Data in this exercise:
= Beginning of Section =

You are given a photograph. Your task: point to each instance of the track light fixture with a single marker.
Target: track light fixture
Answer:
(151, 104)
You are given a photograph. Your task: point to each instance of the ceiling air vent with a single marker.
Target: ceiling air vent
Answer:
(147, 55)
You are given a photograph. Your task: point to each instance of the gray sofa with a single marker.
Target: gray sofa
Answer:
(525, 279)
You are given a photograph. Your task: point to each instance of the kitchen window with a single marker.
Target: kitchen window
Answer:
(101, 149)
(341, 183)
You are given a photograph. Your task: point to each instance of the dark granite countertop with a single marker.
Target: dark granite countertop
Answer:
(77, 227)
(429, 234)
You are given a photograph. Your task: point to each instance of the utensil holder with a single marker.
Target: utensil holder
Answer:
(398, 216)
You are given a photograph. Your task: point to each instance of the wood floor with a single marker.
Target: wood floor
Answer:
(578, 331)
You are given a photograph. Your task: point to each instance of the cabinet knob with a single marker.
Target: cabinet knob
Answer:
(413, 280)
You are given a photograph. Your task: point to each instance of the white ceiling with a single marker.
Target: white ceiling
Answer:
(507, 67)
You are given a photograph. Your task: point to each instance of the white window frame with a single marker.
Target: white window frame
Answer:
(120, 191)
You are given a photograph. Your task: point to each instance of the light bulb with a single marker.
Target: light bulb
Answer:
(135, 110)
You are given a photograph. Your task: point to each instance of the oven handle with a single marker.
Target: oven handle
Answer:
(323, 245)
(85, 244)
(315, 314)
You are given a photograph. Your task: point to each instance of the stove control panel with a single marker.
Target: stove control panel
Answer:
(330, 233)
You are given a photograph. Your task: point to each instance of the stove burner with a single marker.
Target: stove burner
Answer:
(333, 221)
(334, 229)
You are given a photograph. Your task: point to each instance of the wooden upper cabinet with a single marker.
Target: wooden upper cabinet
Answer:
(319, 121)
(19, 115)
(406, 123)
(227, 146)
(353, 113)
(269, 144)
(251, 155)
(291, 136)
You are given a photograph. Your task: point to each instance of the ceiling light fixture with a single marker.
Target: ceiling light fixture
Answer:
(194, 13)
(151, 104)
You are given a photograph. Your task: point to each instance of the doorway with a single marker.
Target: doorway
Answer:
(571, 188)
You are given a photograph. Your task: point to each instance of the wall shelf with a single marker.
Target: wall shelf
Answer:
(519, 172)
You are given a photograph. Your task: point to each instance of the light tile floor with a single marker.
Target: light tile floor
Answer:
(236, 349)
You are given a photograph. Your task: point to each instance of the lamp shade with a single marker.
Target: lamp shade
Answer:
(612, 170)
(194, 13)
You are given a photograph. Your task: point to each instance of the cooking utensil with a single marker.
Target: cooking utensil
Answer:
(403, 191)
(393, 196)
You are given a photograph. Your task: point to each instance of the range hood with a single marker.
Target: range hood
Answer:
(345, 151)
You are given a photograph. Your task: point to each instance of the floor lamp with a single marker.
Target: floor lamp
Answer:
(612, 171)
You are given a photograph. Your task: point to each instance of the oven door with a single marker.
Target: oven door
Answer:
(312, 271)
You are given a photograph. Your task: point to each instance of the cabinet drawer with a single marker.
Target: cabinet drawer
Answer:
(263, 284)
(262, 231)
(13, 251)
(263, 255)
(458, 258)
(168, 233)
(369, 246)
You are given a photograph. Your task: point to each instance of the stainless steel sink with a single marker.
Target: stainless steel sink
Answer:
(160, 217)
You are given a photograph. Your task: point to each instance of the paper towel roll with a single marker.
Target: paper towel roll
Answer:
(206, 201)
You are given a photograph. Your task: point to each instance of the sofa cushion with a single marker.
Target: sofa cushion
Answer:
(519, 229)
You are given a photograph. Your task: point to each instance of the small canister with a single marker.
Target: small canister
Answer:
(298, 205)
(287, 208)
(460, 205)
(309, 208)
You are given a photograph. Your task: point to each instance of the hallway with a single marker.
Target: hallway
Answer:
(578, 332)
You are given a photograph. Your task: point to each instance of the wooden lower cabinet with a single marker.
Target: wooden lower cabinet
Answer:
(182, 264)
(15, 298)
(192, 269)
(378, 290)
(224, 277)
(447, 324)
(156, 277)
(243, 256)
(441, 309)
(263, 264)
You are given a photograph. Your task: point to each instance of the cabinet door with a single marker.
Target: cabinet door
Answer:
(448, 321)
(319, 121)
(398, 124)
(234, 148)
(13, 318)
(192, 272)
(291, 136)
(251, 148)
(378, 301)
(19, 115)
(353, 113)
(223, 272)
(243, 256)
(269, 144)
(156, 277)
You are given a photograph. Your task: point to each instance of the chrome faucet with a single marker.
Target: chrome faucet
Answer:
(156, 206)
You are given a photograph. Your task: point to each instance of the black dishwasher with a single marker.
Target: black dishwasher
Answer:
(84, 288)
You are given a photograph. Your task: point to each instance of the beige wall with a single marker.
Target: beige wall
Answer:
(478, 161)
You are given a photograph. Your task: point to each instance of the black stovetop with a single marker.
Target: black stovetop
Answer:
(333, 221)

= End of Section =

Task objective: Please reproduce exactly the lines in the listing above from the one containing "Target: dark granite countertop" through the one containing "tile floor with a single marker.", both included, and nothing more.

Solution for this task:
Target: dark granite countertop
Answer:
(77, 227)
(429, 234)
You are given a photograph. Your task: point to each instance of the utensil holder with a single marker.
Target: utensil holder
Answer:
(398, 216)
You are given a photograph. Your task: point to each instance of the wood floor with a single marker.
Target: wood floor
Answer:
(578, 331)
You are given a photograph. Your task: point to each instance of the cabinet knob with a single marker.
Target: cabinet knob
Answer:
(413, 280)
You are given a photograph. Your task: point to each instance of the white ceiling with a single marker.
Target: white ceiling
Answer:
(507, 67)
You are given a photograph. Your task: point to each instance of the white window frame with a single marker.
Target: white window frame
Answer:
(120, 191)
You are given a photograph. Your task: point to each instance of the light bulb with a single marker.
Target: light bulb
Answer:
(135, 110)
You are given a photograph. Your task: point to each instance of the oven handle with a single marker.
Target: oven handle
Answer:
(323, 245)
(85, 244)
(315, 314)
You are given a photograph. Your task: point to each instance of the stove control panel with a single marker.
Target: stove control panel
Answer:
(330, 233)
You are given a photograph. Your task: point to each instance of the stove burner with a single marker.
Target: stove burner
Answer:
(333, 221)
(334, 229)
You are given a photograph. Your task: point to each instance of the wooden upper cabinet with a single marker.
Target: wooden upper cabinet
Answer:
(319, 121)
(19, 115)
(406, 123)
(227, 146)
(353, 113)
(269, 144)
(251, 155)
(291, 136)
You are given a photograph. Your task: point to each instance of the ceiling light fixture with a single marker.
Target: ceiling light fixture
Answer:
(194, 13)
(151, 104)
You are given a photograph. Your task: point to each instance of the doorway with a single marker.
Target: doorway
Answer:
(571, 188)
You are given a photograph. Your task: point to each instance of the wall shelf with a single marker.
Target: wall shelf
Answer:
(519, 172)
You are given a photograph. Your task: point to each instance of the light tile floor with a single marker.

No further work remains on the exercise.